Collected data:
=== Begin Enclosure ===

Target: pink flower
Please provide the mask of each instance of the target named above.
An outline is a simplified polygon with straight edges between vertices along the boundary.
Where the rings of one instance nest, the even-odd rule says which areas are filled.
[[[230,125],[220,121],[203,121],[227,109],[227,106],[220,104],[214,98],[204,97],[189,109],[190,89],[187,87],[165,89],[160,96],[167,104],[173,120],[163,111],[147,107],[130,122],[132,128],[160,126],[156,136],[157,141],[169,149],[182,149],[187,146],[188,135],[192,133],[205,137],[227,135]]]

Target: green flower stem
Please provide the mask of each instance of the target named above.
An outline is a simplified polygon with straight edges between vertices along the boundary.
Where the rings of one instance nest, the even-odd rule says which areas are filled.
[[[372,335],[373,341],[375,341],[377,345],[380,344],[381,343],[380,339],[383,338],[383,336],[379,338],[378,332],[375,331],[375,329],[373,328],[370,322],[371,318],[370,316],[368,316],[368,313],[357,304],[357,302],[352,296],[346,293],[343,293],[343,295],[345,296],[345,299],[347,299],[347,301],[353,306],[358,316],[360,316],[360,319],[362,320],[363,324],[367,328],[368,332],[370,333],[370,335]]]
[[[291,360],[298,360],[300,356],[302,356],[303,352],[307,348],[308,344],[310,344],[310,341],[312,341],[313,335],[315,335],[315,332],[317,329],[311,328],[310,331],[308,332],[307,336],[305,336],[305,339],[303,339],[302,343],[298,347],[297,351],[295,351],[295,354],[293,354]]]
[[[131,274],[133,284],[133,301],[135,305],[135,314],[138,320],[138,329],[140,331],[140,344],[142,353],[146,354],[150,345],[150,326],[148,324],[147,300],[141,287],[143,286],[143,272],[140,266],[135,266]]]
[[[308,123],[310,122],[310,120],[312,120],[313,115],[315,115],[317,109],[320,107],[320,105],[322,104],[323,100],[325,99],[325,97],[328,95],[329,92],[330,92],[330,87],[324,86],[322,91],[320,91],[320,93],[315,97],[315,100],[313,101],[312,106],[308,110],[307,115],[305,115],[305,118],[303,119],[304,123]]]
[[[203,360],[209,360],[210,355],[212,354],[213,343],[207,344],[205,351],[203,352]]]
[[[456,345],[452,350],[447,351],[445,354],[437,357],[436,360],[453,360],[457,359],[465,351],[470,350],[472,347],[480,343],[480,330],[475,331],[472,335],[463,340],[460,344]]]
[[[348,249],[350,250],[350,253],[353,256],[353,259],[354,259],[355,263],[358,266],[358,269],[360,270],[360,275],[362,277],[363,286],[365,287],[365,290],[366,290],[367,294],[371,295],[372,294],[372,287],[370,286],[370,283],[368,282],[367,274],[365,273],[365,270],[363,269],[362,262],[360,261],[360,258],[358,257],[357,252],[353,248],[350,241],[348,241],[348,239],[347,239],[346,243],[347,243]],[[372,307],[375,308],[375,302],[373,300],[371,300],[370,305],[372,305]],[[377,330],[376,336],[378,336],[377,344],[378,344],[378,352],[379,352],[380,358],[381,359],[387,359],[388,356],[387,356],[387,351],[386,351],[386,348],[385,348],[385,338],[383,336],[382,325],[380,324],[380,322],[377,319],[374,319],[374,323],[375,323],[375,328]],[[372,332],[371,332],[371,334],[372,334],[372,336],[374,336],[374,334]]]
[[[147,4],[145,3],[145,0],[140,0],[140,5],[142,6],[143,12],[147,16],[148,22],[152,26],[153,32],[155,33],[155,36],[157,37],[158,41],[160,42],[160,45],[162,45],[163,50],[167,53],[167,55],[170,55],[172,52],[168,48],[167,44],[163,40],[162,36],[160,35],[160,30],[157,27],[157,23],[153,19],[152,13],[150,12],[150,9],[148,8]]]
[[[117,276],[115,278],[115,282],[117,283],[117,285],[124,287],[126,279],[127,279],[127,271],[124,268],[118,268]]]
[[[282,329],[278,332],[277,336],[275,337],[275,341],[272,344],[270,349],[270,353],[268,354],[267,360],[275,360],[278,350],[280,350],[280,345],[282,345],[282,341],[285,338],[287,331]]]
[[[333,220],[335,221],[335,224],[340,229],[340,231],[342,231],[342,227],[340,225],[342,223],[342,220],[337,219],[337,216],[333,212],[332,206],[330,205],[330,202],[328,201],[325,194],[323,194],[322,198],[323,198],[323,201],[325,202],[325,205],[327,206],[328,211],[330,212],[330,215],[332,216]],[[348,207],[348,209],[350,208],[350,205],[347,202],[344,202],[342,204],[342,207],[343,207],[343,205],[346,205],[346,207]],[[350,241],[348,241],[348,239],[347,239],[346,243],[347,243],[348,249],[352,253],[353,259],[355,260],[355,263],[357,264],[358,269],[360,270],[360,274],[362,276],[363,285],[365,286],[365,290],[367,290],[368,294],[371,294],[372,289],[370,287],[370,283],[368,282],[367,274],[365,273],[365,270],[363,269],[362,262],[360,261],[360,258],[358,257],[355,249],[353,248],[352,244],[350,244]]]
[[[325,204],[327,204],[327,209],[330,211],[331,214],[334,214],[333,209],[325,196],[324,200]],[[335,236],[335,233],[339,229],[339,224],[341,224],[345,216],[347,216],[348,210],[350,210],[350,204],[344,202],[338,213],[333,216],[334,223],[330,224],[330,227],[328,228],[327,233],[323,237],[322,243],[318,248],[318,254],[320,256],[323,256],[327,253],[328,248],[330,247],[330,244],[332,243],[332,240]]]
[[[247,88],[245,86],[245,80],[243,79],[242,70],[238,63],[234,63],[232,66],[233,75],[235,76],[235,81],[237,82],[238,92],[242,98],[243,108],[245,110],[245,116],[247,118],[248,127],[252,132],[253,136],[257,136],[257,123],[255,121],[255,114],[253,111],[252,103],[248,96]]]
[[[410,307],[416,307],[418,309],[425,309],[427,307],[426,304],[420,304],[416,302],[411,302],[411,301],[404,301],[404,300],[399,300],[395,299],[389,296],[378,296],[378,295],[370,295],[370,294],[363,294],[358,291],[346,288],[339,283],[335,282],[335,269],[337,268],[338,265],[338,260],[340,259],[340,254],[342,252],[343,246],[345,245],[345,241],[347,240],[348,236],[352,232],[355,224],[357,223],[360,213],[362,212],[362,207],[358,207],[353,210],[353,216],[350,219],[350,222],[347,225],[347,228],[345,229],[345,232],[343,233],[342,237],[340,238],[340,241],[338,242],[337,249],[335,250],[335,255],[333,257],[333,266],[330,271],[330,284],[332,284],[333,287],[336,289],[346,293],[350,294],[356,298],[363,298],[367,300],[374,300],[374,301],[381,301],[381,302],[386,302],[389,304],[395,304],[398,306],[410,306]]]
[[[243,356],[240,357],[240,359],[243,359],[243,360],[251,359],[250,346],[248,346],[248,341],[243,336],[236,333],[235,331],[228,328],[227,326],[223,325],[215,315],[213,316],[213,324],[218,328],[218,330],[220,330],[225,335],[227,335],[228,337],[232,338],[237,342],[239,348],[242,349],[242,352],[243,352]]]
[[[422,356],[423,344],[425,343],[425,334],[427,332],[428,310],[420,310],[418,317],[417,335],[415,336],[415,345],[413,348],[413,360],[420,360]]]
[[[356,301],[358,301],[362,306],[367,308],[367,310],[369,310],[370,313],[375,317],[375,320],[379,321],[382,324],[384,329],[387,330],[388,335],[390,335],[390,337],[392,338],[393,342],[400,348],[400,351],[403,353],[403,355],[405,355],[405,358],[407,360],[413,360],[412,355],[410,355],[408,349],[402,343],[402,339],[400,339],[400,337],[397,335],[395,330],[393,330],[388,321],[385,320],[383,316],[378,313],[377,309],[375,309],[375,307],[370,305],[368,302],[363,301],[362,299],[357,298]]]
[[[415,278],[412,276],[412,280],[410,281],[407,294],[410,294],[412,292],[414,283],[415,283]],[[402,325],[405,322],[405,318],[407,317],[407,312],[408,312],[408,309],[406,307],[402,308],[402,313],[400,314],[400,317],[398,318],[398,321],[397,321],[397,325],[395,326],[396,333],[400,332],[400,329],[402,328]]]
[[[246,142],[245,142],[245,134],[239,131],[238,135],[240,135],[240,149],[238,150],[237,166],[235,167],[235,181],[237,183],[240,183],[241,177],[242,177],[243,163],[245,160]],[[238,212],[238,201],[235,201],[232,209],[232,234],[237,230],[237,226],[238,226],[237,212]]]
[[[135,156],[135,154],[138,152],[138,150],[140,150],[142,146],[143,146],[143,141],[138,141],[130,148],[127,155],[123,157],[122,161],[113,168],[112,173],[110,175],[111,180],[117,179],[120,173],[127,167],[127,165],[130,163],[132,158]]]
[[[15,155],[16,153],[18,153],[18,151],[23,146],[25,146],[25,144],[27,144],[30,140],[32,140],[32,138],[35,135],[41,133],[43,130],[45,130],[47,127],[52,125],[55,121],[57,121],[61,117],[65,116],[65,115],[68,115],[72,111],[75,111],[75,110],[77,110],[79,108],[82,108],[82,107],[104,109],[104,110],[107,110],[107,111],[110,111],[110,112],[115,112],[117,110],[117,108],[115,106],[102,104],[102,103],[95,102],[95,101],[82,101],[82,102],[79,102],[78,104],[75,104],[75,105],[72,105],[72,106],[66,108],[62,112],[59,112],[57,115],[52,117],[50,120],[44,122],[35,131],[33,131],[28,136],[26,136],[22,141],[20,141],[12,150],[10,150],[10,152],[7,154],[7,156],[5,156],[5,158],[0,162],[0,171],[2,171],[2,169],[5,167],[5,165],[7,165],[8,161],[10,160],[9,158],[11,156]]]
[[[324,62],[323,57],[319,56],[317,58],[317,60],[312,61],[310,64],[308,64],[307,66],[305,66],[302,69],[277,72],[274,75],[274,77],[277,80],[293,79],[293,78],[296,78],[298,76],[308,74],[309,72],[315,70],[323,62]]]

=== End Enclosure ===

## The problem
Lines that hold the word "flower" are the ones to copy from the entries above.

## The completed task
Target: pink flower
Target: green flower stem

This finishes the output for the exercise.